_TASK ITEM_. Could you reproduce the lines below from the one with "In this picture, where can the dark" through the one with "In this picture, where can the dirt"? Keep both ends and add nothing.

..............................

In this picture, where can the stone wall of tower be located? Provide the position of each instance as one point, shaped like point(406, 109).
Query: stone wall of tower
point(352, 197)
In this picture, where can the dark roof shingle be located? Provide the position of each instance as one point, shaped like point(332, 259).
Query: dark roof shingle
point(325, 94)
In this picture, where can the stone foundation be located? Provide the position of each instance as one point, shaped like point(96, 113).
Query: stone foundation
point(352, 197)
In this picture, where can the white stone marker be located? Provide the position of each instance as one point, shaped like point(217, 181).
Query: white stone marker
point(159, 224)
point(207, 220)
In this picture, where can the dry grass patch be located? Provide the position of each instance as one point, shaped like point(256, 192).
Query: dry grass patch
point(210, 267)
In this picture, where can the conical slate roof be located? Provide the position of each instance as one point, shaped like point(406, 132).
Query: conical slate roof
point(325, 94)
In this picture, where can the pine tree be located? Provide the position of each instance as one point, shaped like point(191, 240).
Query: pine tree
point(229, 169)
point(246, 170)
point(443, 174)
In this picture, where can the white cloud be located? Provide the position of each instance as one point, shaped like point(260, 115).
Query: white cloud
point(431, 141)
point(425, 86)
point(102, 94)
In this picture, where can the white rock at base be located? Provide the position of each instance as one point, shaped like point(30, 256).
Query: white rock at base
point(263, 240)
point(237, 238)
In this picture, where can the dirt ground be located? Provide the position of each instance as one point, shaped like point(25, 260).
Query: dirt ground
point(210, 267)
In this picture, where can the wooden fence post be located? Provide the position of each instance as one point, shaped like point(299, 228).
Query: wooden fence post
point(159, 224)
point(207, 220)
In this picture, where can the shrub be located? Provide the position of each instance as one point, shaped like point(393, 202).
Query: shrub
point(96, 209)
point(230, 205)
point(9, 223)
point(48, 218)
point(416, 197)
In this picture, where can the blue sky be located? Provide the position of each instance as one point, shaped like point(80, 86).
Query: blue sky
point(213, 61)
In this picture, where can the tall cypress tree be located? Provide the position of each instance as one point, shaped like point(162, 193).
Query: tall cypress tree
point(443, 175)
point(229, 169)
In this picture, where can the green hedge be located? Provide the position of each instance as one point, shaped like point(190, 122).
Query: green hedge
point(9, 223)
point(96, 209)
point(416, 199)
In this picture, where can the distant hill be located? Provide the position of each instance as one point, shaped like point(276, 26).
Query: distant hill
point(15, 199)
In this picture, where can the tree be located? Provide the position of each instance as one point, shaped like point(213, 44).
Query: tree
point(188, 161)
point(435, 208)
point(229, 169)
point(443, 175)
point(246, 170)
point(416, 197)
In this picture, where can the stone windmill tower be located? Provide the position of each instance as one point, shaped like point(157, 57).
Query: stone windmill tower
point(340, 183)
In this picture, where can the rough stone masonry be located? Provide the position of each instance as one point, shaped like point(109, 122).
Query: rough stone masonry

..............................

_SOLVED PROBLEM_.
In this picture, where can the dark roof shingle be located? Provide the position of each instance as one point, shaped like point(332, 259).
Query: dark roof shingle
point(325, 94)
In this picture, where can the stone foundation be located? Provide the position of each instance as one point, shaped like point(96, 113).
Query: stone foundation
point(352, 197)
In this picture, where can the white stone marker be located? Provide the position of each instance as one point, shaped like point(217, 181).
Query: white stone marker
point(159, 224)
point(207, 220)
In this picture, where can the dry grass patch be located? Provide the position of each instance as one point, shaped like point(256, 192).
Query: dry grass patch
point(210, 267)
In this picture, where can the conical slate roof be located? Provide the position of each instance as one point, shaped like point(406, 132).
Query: conical slate roof
point(325, 94)
In this picture, where can the pine tree be located? Provide the position of each instance as one point, shaped like point(191, 240).
Query: pine tree
point(229, 169)
point(246, 170)
point(443, 174)
In this picture, where can the white cloud be located? Provide the position of each instance as one point, shaped like point(260, 115).
Query: white cloud
point(431, 141)
point(425, 86)
point(102, 94)
In this picture, where can the white rock at base be located? Provide the position of each instance as one point, shaped like point(30, 256).
Query: white rock at base
point(263, 240)
point(237, 238)
In this picture, where can the dirt ground be located? Provide the position of each instance as one point, shaped like point(25, 260).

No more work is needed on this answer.